◆ **Given request**:
Below you will find a set of lines. Repeat them all exactly.

Start of Provided data

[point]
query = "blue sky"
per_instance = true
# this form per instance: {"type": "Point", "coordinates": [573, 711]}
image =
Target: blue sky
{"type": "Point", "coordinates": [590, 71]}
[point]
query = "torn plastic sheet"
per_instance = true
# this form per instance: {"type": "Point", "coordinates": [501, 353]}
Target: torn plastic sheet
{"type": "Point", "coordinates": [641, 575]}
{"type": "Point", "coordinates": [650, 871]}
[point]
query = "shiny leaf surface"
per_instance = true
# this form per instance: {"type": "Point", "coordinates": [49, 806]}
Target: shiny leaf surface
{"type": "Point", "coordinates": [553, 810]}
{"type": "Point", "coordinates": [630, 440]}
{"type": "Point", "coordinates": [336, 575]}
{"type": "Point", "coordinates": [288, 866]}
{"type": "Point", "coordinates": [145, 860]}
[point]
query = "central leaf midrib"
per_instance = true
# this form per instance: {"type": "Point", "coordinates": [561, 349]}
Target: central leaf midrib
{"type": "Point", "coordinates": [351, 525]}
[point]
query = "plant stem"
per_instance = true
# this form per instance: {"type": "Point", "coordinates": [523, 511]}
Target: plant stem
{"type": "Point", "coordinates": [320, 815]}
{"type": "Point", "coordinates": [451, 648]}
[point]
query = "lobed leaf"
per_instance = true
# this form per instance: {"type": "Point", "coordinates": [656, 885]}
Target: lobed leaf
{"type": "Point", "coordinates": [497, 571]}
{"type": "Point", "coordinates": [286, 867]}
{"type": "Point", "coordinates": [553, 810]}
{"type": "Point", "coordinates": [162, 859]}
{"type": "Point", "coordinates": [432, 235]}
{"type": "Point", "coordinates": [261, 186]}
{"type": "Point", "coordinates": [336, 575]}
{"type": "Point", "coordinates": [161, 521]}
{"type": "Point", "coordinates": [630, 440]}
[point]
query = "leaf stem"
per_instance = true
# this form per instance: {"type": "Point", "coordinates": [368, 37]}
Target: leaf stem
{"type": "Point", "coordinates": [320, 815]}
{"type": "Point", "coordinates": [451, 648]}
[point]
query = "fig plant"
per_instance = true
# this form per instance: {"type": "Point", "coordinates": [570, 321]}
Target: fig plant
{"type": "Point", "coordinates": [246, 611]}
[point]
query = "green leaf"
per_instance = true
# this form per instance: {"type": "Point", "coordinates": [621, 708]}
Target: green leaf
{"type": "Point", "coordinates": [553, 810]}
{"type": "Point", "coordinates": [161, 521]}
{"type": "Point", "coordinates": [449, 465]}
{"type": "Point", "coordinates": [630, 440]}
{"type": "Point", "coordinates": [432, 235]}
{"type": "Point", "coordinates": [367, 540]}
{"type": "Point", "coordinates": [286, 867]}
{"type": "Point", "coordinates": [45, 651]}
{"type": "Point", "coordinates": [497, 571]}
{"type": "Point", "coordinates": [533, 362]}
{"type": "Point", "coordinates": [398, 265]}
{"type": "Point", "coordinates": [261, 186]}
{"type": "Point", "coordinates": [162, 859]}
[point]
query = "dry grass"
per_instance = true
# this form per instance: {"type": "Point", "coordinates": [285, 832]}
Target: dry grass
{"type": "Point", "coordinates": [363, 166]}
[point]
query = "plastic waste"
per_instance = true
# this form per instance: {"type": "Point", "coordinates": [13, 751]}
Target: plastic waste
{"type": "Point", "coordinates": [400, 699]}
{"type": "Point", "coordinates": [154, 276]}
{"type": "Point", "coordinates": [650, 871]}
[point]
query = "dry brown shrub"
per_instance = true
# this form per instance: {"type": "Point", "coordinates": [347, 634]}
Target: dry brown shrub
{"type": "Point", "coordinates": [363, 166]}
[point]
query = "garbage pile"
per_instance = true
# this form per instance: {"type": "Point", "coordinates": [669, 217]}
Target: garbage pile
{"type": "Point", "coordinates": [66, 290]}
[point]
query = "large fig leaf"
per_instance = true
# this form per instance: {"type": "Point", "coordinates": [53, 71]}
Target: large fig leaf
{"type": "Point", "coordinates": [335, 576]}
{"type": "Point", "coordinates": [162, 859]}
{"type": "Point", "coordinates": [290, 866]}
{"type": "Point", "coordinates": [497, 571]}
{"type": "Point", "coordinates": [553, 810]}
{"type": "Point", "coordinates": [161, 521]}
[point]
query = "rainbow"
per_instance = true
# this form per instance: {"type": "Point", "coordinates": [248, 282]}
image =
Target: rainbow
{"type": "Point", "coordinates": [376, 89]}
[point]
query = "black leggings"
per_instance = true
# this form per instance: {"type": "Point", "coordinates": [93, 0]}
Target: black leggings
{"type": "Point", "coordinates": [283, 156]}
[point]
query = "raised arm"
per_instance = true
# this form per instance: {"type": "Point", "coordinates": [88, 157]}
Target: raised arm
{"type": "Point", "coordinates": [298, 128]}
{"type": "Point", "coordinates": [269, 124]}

End of Provided data

◆ **Reply**:
[point]
query = "blue sky"
per_instance = true
# this form per instance: {"type": "Point", "coordinates": [573, 711]}
image =
Target: blue sky
{"type": "Point", "coordinates": [590, 71]}
[point]
query = "torn plastic sheet"
per_instance = true
# this form per instance: {"type": "Point", "coordinates": [501, 353]}
Target: torn plastic sheet
{"type": "Point", "coordinates": [641, 575]}
{"type": "Point", "coordinates": [650, 871]}
[point]
query = "shiny leaf surface"
per_instance = true
# this form per instance: {"type": "Point", "coordinates": [49, 806]}
Target: shiny leaf surface
{"type": "Point", "coordinates": [553, 810]}
{"type": "Point", "coordinates": [630, 440]}
{"type": "Point", "coordinates": [336, 575]}
{"type": "Point", "coordinates": [288, 866]}
{"type": "Point", "coordinates": [145, 860]}
[point]
query = "central leaf midrib"
per_instance = true
# this form per instance: {"type": "Point", "coordinates": [561, 349]}
Target: central leaf midrib
{"type": "Point", "coordinates": [351, 525]}
[point]
query = "plant stem"
per_instance = true
# this form per instance: {"type": "Point", "coordinates": [523, 511]}
Target: plant stem
{"type": "Point", "coordinates": [320, 815]}
{"type": "Point", "coordinates": [451, 648]}
[point]
query = "lobed leaf"
per_instance = true
# this form per instance: {"type": "Point", "coordinates": [656, 885]}
Target: lobed leaf
{"type": "Point", "coordinates": [497, 571]}
{"type": "Point", "coordinates": [286, 867]}
{"type": "Point", "coordinates": [553, 810]}
{"type": "Point", "coordinates": [162, 859]}
{"type": "Point", "coordinates": [432, 235]}
{"type": "Point", "coordinates": [261, 186]}
{"type": "Point", "coordinates": [336, 575]}
{"type": "Point", "coordinates": [161, 521]}
{"type": "Point", "coordinates": [630, 440]}
[point]
query = "leaf stem"
per_instance = true
# this form per instance: {"type": "Point", "coordinates": [368, 37]}
Target: leaf stem
{"type": "Point", "coordinates": [320, 815]}
{"type": "Point", "coordinates": [451, 648]}
[point]
query = "fig plant"
per_instance = true
# this form per instance: {"type": "Point", "coordinates": [570, 321]}
Target: fig plant
{"type": "Point", "coordinates": [246, 611]}
[point]
query = "green leaf"
per_instance = true
# this form per instance: {"type": "Point", "coordinates": [621, 708]}
Target: green leaf
{"type": "Point", "coordinates": [553, 810]}
{"type": "Point", "coordinates": [161, 521]}
{"type": "Point", "coordinates": [449, 465]}
{"type": "Point", "coordinates": [630, 440]}
{"type": "Point", "coordinates": [432, 235]}
{"type": "Point", "coordinates": [367, 540]}
{"type": "Point", "coordinates": [286, 867]}
{"type": "Point", "coordinates": [45, 651]}
{"type": "Point", "coordinates": [497, 571]}
{"type": "Point", "coordinates": [533, 362]}
{"type": "Point", "coordinates": [398, 265]}
{"type": "Point", "coordinates": [261, 186]}
{"type": "Point", "coordinates": [162, 859]}
[point]
query = "dry grass"
per_instance = true
# this form per instance: {"type": "Point", "coordinates": [285, 832]}
Target: dry grass
{"type": "Point", "coordinates": [363, 166]}
[point]
query = "plastic waste"
per_instance = true
# this form per instance: {"type": "Point", "coordinates": [13, 751]}
Target: plastic waste
{"type": "Point", "coordinates": [400, 699]}
{"type": "Point", "coordinates": [154, 276]}
{"type": "Point", "coordinates": [650, 871]}
[point]
query = "dry brown shrub"
per_instance = true
# this form per instance: {"type": "Point", "coordinates": [347, 634]}
Target: dry brown shrub
{"type": "Point", "coordinates": [363, 166]}
[point]
query = "garbage pile"
per_instance = true
# this form per instance: {"type": "Point", "coordinates": [669, 217]}
Target: garbage pile
{"type": "Point", "coordinates": [66, 290]}
[point]
query = "large fig leaf"
per_instance = true
# this form per instance: {"type": "Point", "coordinates": [53, 71]}
Target: large fig leaf
{"type": "Point", "coordinates": [335, 576]}
{"type": "Point", "coordinates": [162, 859]}
{"type": "Point", "coordinates": [290, 866]}
{"type": "Point", "coordinates": [497, 571]}
{"type": "Point", "coordinates": [553, 810]}
{"type": "Point", "coordinates": [161, 521]}
[point]
query = "rainbow"
per_instance = true
# this form per instance: {"type": "Point", "coordinates": [248, 282]}
image =
Target: rainbow
{"type": "Point", "coordinates": [376, 89]}
[point]
query = "black leggings"
per_instance = true
# this form per instance: {"type": "Point", "coordinates": [93, 0]}
Target: black leggings
{"type": "Point", "coordinates": [283, 156]}
[point]
query = "raised arm"
per_instance = true
# this form per instance: {"type": "Point", "coordinates": [88, 157]}
Target: raised arm
{"type": "Point", "coordinates": [298, 128]}
{"type": "Point", "coordinates": [269, 124]}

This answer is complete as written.